# Work required
Write out all the entries word for word and omit any pictures.

#### Records to process ####

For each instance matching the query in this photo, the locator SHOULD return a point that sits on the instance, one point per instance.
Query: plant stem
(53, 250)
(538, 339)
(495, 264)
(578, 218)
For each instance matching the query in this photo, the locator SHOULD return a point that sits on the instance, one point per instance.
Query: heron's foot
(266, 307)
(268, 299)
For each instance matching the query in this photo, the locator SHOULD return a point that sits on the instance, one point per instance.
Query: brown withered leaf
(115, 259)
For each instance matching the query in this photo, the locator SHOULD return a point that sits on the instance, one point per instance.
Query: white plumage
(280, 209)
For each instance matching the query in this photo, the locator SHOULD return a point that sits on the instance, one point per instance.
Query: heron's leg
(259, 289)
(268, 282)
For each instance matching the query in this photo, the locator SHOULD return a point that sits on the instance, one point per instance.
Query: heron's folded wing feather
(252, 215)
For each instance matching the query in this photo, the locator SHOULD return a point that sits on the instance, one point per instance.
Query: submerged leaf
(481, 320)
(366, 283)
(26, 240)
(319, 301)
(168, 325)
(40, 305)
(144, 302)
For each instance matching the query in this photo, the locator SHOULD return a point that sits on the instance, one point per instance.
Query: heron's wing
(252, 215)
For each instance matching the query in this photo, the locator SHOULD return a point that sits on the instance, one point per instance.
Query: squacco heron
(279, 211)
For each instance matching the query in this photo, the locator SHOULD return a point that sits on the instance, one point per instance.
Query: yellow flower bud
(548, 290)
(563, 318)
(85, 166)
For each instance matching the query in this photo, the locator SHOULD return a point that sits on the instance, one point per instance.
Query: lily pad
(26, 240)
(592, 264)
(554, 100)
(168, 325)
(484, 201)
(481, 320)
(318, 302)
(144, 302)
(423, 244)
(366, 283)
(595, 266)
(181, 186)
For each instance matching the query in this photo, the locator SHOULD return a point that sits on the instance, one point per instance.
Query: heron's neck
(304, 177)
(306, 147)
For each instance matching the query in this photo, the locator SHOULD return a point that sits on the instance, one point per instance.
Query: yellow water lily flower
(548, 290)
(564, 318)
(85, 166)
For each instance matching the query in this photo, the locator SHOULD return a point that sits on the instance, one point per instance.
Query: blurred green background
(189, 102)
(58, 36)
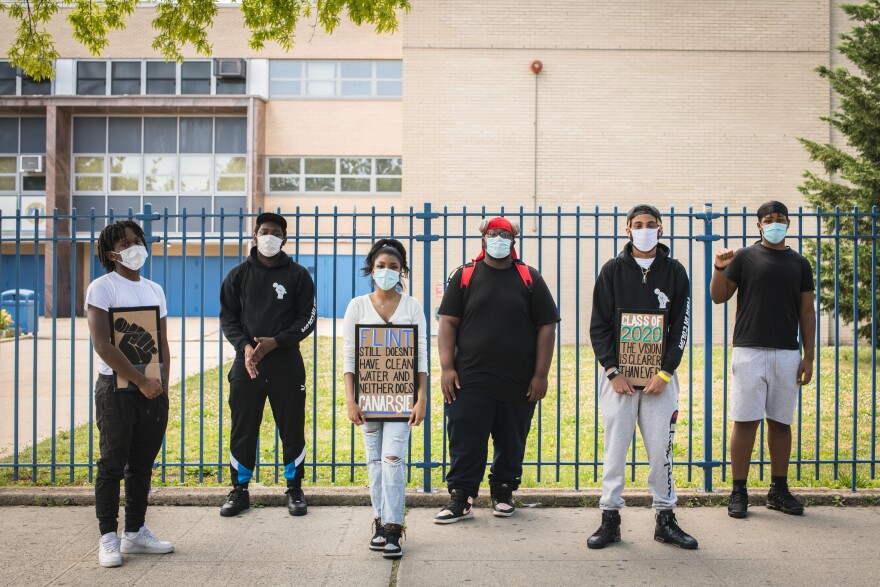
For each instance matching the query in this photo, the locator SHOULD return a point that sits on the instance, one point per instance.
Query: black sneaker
(460, 507)
(738, 505)
(296, 502)
(238, 500)
(667, 531)
(608, 532)
(377, 542)
(502, 505)
(780, 498)
(392, 541)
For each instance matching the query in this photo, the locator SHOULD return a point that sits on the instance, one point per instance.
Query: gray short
(764, 384)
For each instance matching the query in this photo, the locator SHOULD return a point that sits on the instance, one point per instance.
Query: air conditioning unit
(230, 68)
(33, 164)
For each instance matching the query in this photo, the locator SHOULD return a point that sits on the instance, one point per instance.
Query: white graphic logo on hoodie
(662, 298)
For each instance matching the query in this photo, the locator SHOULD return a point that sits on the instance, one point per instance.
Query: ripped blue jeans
(386, 444)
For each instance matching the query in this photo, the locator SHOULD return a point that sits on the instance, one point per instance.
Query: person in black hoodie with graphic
(267, 306)
(642, 277)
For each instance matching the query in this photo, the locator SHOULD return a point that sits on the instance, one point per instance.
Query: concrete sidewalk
(538, 546)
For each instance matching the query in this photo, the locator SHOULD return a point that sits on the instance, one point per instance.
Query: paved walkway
(266, 546)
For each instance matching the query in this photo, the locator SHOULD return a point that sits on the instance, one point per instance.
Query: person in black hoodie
(267, 306)
(642, 277)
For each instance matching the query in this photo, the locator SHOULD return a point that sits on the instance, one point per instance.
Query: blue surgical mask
(386, 278)
(498, 247)
(774, 233)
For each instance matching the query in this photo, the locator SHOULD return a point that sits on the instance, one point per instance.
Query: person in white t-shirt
(386, 442)
(131, 422)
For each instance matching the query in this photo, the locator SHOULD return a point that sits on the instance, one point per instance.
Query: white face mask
(498, 247)
(268, 245)
(645, 239)
(134, 257)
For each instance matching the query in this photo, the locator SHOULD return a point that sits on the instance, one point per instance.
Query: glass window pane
(283, 165)
(360, 166)
(31, 87)
(160, 165)
(8, 135)
(89, 183)
(350, 184)
(231, 135)
(126, 165)
(89, 135)
(283, 184)
(285, 69)
(91, 70)
(126, 87)
(195, 165)
(321, 88)
(231, 165)
(160, 135)
(320, 184)
(230, 184)
(282, 88)
(357, 88)
(33, 135)
(231, 87)
(88, 165)
(196, 135)
(321, 70)
(159, 183)
(389, 88)
(124, 183)
(124, 135)
(389, 69)
(389, 185)
(33, 183)
(195, 183)
(157, 86)
(362, 69)
(321, 166)
(389, 166)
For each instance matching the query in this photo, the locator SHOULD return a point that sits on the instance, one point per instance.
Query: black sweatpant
(131, 430)
(471, 419)
(247, 398)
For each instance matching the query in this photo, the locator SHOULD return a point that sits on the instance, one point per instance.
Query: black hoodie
(275, 301)
(620, 285)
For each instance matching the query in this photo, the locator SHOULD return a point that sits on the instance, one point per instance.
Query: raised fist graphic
(136, 343)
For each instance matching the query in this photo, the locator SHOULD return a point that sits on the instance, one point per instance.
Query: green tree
(178, 23)
(853, 174)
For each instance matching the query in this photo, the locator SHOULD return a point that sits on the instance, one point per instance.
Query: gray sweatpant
(656, 416)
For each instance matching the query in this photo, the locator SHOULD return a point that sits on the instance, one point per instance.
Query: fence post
(146, 219)
(708, 267)
(426, 238)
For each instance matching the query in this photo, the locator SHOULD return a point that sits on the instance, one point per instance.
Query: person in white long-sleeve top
(385, 442)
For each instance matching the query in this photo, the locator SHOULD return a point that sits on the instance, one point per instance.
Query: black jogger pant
(471, 419)
(131, 430)
(247, 398)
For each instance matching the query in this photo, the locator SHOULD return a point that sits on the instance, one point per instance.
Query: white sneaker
(143, 542)
(108, 550)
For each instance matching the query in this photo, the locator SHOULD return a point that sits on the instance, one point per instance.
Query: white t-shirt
(115, 291)
(361, 311)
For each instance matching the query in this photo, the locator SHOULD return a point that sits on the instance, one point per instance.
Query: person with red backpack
(496, 337)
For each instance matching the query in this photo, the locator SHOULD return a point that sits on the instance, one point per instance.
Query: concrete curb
(359, 496)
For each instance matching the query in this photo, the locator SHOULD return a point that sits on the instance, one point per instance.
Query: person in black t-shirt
(497, 328)
(775, 297)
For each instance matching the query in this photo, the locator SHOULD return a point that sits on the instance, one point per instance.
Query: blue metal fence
(836, 420)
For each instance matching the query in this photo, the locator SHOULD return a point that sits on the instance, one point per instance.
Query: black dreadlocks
(112, 234)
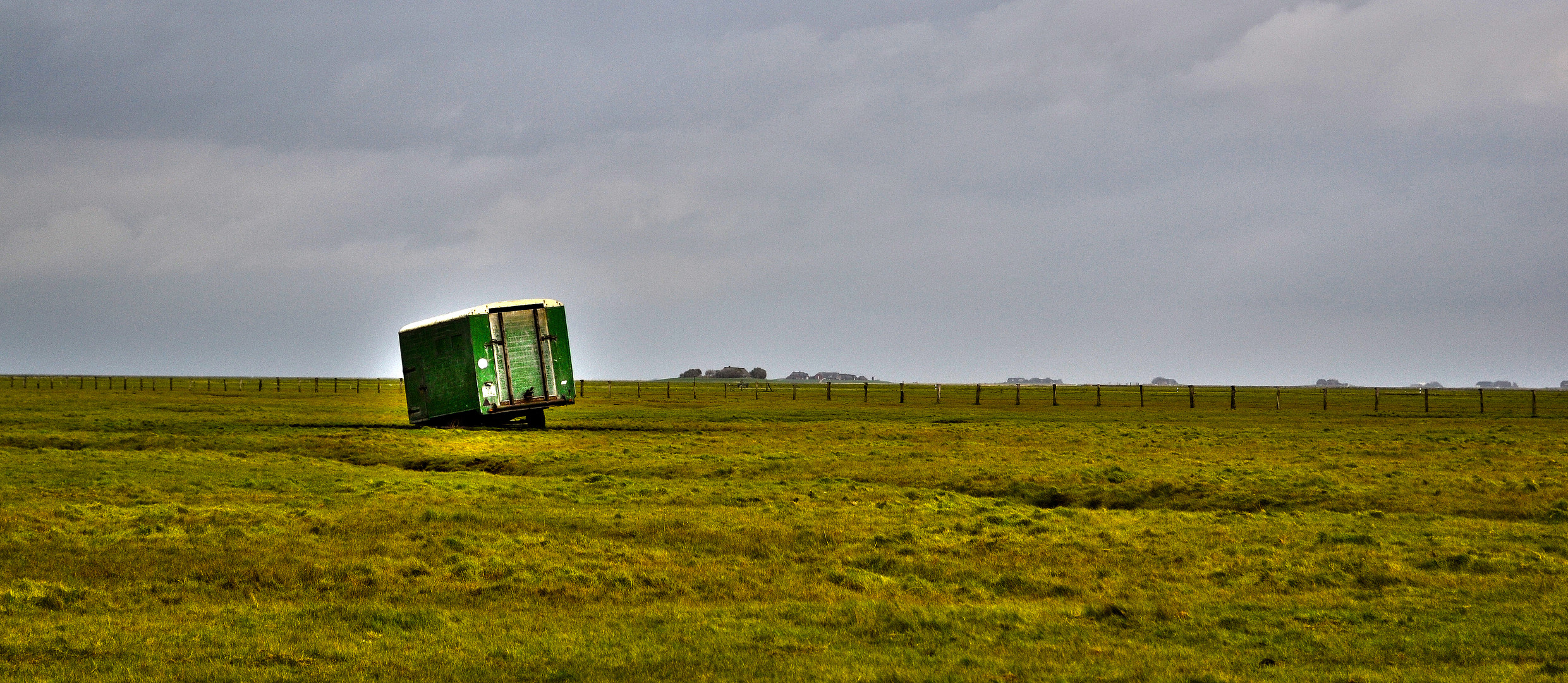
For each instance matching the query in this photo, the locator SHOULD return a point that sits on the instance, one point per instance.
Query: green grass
(312, 536)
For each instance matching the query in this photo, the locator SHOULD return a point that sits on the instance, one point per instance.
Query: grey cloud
(933, 190)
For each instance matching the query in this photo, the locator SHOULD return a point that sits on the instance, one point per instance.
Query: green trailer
(488, 365)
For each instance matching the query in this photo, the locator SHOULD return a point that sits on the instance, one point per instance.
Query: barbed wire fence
(1374, 399)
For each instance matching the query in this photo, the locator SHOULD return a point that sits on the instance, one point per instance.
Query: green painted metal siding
(438, 368)
(523, 355)
(488, 362)
(485, 379)
(562, 350)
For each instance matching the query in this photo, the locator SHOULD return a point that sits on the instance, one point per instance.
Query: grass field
(314, 536)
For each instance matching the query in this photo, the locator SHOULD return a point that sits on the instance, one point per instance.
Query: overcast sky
(1220, 192)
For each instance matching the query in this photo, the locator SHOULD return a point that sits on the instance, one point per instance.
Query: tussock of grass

####

# Solution to the problem
For each instance matching the query in this photo, the locator SHOULD return a point that sits on the instance, one point per instance.
Query: plant stem
(53, 250)
(538, 339)
(495, 264)
(578, 218)
For each instance matching the query in this photo, the locator SHOULD return a point that sits on the instance, one point per instance.
Query: heron's foot
(266, 307)
(268, 299)
For each instance matching the query in this photo, the locator SHOULD return a point that sits on the instance, one point per instance.
Query: brown withered leaf
(115, 259)
For each instance matching the query in this photo, the locator SHOULD return a point that sits on the instance, one point per instance.
Query: white plumage
(280, 209)
For each instance matching the query in this photo, the locator SHOULD return a point that sits on the instance, one point per instance.
Query: heron's leg
(259, 289)
(268, 282)
For each instance matching the query in this photo, the locator SHOULD return a point that sits on the instance, one point per instance.
Query: heron's folded wing feather
(252, 215)
For each instance matching the query in this photo, the locator SHOULD return a point that sits on the instance, one point per instance.
Query: submerged leaf
(481, 320)
(366, 283)
(26, 240)
(319, 301)
(168, 325)
(40, 305)
(144, 302)
For each instance matching the query in this photo, the locator SHOULD return a point that sits on the instance, one point per instance.
Query: heron's wing
(252, 215)
For each instance matching the query in this photo, the locator SHOULD return a point that sits on the instance, one point per instance.
Query: squacco heron
(279, 211)
For each instance matching the query in this photo, the locator SHOULD return a point that sits on the instance, one point per instance.
Query: yellow flower bud
(548, 290)
(563, 318)
(85, 166)
For each instance matching the query in this photo, the locator SHOULD return a point that sits on the instance, one point per instance.
Query: lily pad
(26, 240)
(592, 264)
(554, 100)
(168, 325)
(484, 201)
(481, 320)
(318, 302)
(144, 302)
(423, 244)
(366, 283)
(595, 266)
(181, 186)
For each instance matching the query in this photo, the locator SHOULD return a point that sits on the instance, one point per instance.
Query: heron's neck
(304, 177)
(306, 147)
For each instance matching the query in this photo, the locator SHOULD return a point that sits on the instance, one point per instance.
Query: yellow water lily flower
(548, 290)
(564, 318)
(85, 166)
For each instance matching the query in this photo, the locator SHOULD return a point that sits on the instance, one point per instance.
Query: blurred green background
(189, 102)
(58, 36)
For each instance matching the query in this photo, the locator SHOULD return a point that sits on the instance, one point per instance.
Query: black sneaker
(460, 507)
(738, 505)
(296, 502)
(238, 500)
(667, 531)
(608, 532)
(377, 542)
(502, 505)
(780, 498)
(392, 541)
For each instance matching the query in this photo, the locator SHOULD return a point that sits on the instance, one point per instance.
Query: gray short
(764, 384)
For each instance matching the query in this photo, the locator SHOULD return a point that sits on the instance, one point per instance.
Query: air conditioning unit
(230, 68)
(33, 164)
For each instance matching the query in this photo, the locator SHOULD return a point that sits on the instance, one point per instance.
Query: white graphic logo on hoodie
(662, 298)
For each instance matching the query in this photo, the locator SHOULD return a point that sits on the instance, one point per instance.
Query: ripped blue jeans
(386, 444)
For each instance matching the query in this photo, the locator SHOULD return a point that sits on the instance, one point per instance.
Query: person in black hoodie with graphic
(267, 306)
(642, 277)
For each instance matching the query in this photo, the locator SHOULD return a point that sits on the instance, one point per instance.
Query: concrete sidewalk
(538, 546)
For each instance matching the query in this photo, the locator SHOULD return a point that sits on the instance, one point per instance.
Query: paved walkway
(266, 546)
For each instance matching the query in this photo, the locator SHOULD return a point that sits on the instance, one point per instance.
Query: person in black hoodie
(267, 306)
(642, 277)
For each instance matching the query in this photo, the locator SHOULD return a point that sits on the instance, one point per instance.
Query: blue surgical mask
(386, 278)
(498, 247)
(774, 233)
For each instance matching the query in this photo, the locator SHOULD return a point that sits on the instance, one point per instance.
Query: person in white t-shirt
(386, 442)
(131, 422)
For each instance matching the query in this photo, the locator SHOULD return a point that sits on the instance, one point per instance.
Query: white face mask
(498, 247)
(268, 245)
(645, 239)
(134, 257)
For each instance matching the query in this photo, the locator SHOULD return a point that sits on the instance, one point per instance.
Query: glass window pane
(283, 165)
(360, 166)
(31, 87)
(160, 165)
(8, 135)
(89, 183)
(350, 184)
(231, 135)
(126, 165)
(89, 135)
(283, 184)
(285, 69)
(91, 70)
(126, 87)
(195, 165)
(321, 88)
(231, 165)
(160, 135)
(320, 184)
(230, 184)
(282, 88)
(357, 88)
(33, 135)
(231, 87)
(88, 165)
(196, 135)
(321, 70)
(159, 183)
(389, 88)
(124, 183)
(124, 135)
(389, 69)
(389, 185)
(33, 183)
(195, 183)
(157, 86)
(362, 69)
(321, 166)
(389, 166)
For each instance matching the query in this photo, the locator SHOULD return a point that sits on the instance, one point per instance.
Query: black sweatpant
(131, 430)
(471, 419)
(247, 398)
For each instance matching the query in this photo, the locator SHOULD return a point that sits on the instance, one point per instance.
Query: black hoodie
(275, 301)
(620, 285)
For each instance matching the query in this photo, the locator SHOULD return a point that sits on the instance, one point per instance.
Query: raised fist graphic
(136, 343)
For each instance matching the query in this photo, the locator SHOULD return a point that sits on the instance, one point per instance.
Query: green tree
(178, 23)
(853, 174)
For each instance matching the query in this photo, the locator SHOULD return a point that sits on the instance, one point per instance.
Query: gray sweatpant
(656, 416)
For each instance matching the query in this photo, the locator SHOULD return a point that sits on the instance, one point per instance.
Query: fence post
(146, 219)
(708, 267)
(426, 238)
For each instance matching the query in this photo, the locator SHOULD return a point that sits on the instance, one point per instance.
Query: person in white long-sleeve top
(385, 442)
For each instance matching the query in this photo, the locator SHOULD return a point that sits on the instance, one point per instance.
Query: black jogger pant
(471, 419)
(131, 430)
(247, 398)
For each instance matching the query in this photo, the locator SHOULD return a point that sits on the instance, one point per instance.
Query: white sneaker
(143, 542)
(108, 550)
For each instance matching the query in this photo, the locator SHOULD return a point that sits on the instance, one point per instance.
Query: white t-shirt
(115, 291)
(361, 311)
For each instance matching the query in this photo, the locator SHOULD return a point that sits on the instance, one point per instance.
Query: person with red backpack
(496, 337)
For each instance matching the query in this photo, the locator SHOULD return a point that sits on the instance, one point per instance.
Query: concrete curb
(359, 496)
For each instance matching the query in this photo, the locator SHOULD return a point that sits on the instance, one point per instance.
Query: person in black t-shirt
(497, 328)
(775, 297)
For each instance matching the query in this photo, the locator SHOULD return a point that sits on the instance, one point per instance.
Query: blue metal fence
(836, 420)
For each instance matching the query in this photo, the locator SHOULD return a point that sits on the instance, one point per instance.
Query: black dreadlocks
(112, 234)
For each instance matching the query in this photo, the locator SHOULD return a point that sits on the instance, one point per instance.
Query: green grass
(312, 536)
For each instance matching the query in this photo, the locator SHOULD return a point that sits on the instance, one point per instance.
Query: grey cloud
(933, 190)
For each instance matching the query in this photo, the locator SHOULD return a point that sits on the instance, one point per instance.
Query: green trailer
(488, 365)
For each instance matching the query in this photo, the locator SHOULD return a point that sits on the instance, one point per instance.
Query: barbed wire fence
(1374, 399)
For each instance matching the query in this photo, the locator SHOULD return a point that sits on the instance, one point per instance.
Query: green painted metal siding
(438, 368)
(523, 355)
(488, 362)
(485, 379)
(562, 350)
For each instance matching the query in this photo, the locator SHOULD return a point that sits on the instance, one point per instance.
Query: grass field
(314, 536)
For each instance matching the query in this photo, the locator SHOULD return a point that sits on the instance, one point per instance.
Query: overcast sky
(1220, 192)
For each instance matching the query in this photo, the locator SHOULD return a point that sits on the instance, one point per instance.
Query: tussock of grass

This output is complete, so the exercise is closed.